(begin)

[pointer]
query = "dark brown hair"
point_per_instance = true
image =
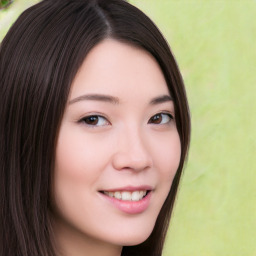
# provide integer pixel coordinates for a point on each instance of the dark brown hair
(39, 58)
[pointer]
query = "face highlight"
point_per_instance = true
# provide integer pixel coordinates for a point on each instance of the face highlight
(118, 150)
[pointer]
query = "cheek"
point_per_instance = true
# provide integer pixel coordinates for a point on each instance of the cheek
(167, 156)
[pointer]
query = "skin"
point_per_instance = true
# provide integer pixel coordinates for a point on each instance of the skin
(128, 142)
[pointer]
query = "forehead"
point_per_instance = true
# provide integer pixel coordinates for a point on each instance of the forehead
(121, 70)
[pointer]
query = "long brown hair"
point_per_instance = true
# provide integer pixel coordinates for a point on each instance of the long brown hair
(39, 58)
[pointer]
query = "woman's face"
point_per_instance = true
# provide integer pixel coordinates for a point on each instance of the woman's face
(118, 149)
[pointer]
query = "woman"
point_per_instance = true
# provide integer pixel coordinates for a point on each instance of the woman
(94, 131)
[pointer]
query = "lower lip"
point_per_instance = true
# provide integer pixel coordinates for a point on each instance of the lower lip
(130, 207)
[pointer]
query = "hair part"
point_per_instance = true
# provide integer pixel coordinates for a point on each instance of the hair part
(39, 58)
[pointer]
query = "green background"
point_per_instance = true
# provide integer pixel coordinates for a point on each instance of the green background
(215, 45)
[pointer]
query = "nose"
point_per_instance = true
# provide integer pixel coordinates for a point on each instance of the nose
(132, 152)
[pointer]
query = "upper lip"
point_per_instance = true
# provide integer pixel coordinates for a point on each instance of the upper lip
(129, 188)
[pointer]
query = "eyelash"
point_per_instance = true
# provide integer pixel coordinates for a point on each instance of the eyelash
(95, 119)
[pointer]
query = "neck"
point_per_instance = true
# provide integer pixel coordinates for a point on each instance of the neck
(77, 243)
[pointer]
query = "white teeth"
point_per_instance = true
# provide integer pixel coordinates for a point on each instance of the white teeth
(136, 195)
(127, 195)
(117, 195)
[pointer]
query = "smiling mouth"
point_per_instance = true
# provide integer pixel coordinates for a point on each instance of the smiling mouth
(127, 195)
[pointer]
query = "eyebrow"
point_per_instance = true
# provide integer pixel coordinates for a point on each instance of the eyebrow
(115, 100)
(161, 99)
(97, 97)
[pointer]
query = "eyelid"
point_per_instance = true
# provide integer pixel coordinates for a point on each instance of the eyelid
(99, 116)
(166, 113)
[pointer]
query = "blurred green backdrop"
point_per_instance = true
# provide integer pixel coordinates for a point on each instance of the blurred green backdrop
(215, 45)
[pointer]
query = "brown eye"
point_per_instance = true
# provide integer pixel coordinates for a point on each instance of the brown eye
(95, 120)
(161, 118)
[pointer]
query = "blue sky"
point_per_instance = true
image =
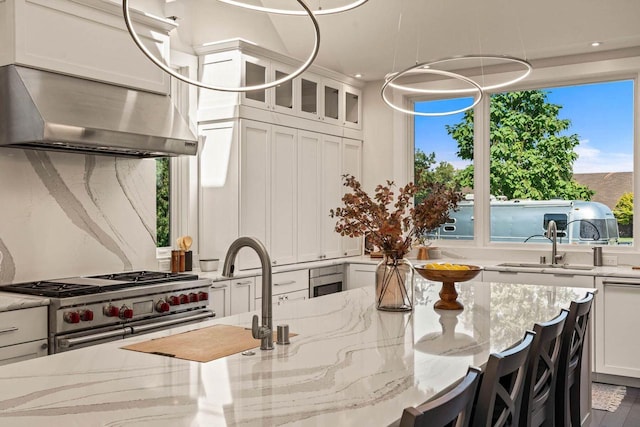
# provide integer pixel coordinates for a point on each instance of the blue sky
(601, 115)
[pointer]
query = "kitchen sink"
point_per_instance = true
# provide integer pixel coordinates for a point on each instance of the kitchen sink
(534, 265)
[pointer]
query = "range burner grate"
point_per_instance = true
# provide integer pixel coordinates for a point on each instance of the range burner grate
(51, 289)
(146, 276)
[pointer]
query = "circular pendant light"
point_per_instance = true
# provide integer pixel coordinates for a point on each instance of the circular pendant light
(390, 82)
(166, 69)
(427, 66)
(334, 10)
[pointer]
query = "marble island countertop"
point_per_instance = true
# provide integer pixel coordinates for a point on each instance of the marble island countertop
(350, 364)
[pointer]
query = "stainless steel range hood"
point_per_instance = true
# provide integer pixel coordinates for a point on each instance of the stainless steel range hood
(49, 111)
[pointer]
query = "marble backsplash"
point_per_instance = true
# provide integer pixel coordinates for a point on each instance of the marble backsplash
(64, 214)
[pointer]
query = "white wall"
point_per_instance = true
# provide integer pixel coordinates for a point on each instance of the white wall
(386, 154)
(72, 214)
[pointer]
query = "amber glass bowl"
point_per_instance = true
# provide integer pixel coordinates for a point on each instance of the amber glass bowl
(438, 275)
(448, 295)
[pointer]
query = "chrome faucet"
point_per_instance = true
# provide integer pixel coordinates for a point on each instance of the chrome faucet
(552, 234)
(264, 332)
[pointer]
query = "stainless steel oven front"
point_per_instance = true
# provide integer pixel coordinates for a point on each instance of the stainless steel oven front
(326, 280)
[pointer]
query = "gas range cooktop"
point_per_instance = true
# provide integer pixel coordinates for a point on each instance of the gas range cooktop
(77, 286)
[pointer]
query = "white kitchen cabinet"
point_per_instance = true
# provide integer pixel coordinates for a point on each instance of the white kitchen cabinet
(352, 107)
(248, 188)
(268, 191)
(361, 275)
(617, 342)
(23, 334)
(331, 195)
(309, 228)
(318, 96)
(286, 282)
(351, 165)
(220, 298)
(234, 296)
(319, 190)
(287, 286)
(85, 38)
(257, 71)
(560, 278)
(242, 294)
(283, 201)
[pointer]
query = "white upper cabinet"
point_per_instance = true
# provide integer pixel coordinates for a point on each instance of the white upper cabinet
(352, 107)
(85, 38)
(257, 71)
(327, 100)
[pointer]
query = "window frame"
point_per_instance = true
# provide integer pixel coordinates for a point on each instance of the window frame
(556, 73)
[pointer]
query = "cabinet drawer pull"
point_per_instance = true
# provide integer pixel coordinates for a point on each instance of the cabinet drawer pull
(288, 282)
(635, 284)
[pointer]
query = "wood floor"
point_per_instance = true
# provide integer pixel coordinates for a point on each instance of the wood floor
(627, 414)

(end)
(begin)

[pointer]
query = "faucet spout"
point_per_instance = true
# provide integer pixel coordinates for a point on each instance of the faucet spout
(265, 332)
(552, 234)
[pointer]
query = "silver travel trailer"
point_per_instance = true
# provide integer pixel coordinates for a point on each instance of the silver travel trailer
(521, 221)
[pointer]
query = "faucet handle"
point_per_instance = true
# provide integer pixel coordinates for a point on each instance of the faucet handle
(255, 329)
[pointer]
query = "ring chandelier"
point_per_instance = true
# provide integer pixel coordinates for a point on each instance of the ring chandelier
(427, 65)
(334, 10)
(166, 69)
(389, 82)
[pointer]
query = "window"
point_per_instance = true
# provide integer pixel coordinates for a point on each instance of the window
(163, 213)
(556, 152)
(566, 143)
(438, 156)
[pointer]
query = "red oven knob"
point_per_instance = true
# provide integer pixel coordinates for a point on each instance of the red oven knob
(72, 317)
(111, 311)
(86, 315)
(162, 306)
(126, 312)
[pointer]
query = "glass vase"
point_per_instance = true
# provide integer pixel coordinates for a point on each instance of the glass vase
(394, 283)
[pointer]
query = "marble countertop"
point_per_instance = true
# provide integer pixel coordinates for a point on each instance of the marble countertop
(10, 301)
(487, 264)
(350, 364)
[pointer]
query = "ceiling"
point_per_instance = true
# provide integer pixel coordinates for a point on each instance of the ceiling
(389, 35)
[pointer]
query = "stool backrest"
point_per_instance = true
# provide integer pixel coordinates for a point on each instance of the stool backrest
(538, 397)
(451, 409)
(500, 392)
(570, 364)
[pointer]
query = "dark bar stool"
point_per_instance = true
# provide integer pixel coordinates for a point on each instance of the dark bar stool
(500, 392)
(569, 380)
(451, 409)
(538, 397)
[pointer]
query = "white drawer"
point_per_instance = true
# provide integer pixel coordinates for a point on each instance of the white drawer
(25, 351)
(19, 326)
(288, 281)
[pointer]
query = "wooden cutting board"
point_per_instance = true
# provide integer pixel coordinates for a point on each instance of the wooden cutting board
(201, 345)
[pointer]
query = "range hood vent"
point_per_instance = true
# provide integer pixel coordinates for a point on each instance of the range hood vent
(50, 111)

(end)

--- Goal of the exercise ---
Gather every line of the items above that contains the string "wall", and copy each one in full. Case counts.

--- Solution to this exercise ---
query = "white wall"
# provide integer pixel coordinates for a point on each instance of the white wall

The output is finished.